# WHAT THE TASK REQUIRES
Counting every line in the records below that holds "flower", give the total and add nothing.

# INFORMATION SHOWN
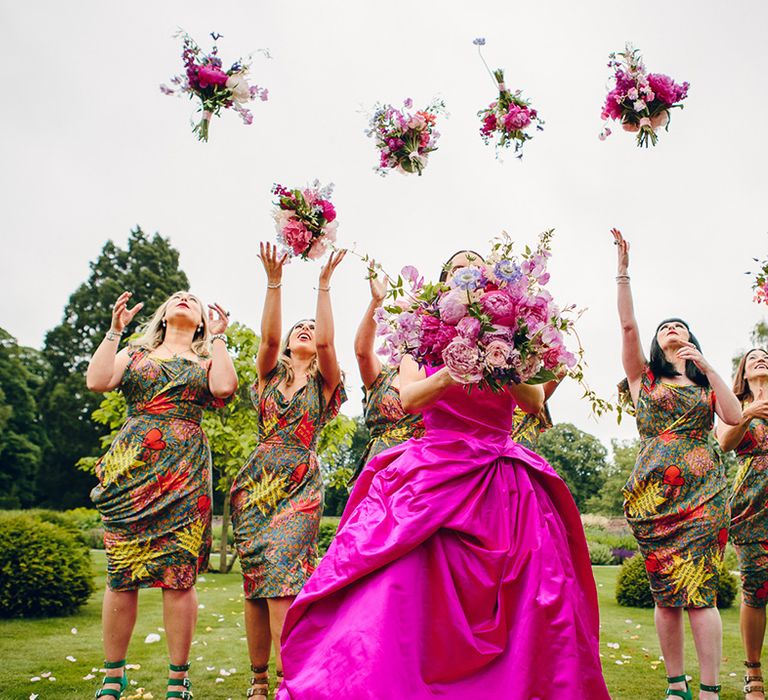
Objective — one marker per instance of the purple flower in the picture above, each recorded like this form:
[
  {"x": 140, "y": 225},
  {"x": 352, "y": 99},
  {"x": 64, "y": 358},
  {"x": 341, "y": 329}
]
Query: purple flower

...

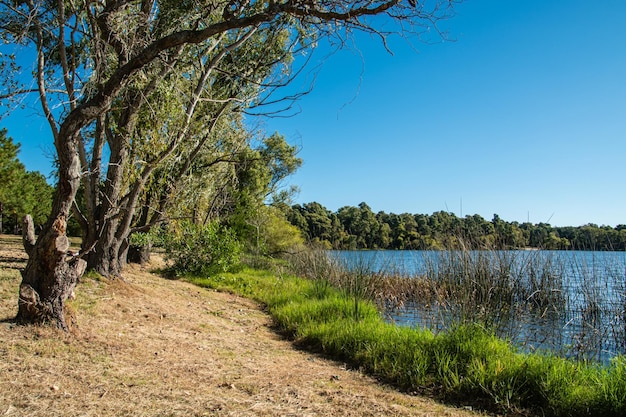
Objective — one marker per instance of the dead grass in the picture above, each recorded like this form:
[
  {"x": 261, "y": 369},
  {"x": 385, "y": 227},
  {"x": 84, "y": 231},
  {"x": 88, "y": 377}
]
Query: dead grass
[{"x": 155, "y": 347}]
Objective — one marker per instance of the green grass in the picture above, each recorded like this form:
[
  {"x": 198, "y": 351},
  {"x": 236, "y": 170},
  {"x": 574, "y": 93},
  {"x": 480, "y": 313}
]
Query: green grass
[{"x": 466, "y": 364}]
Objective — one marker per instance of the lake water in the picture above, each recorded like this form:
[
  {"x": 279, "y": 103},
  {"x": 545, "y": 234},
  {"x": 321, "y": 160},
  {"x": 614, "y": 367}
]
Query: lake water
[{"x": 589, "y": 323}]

--

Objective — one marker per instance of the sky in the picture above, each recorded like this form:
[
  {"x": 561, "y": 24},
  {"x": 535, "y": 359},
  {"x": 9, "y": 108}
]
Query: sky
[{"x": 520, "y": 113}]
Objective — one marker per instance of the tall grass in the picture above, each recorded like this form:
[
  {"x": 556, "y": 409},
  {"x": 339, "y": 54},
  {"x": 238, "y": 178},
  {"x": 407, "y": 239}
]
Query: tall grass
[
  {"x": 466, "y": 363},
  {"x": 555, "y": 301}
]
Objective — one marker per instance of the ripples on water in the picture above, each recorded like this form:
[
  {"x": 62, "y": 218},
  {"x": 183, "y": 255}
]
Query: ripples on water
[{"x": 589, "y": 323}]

# RESULT
2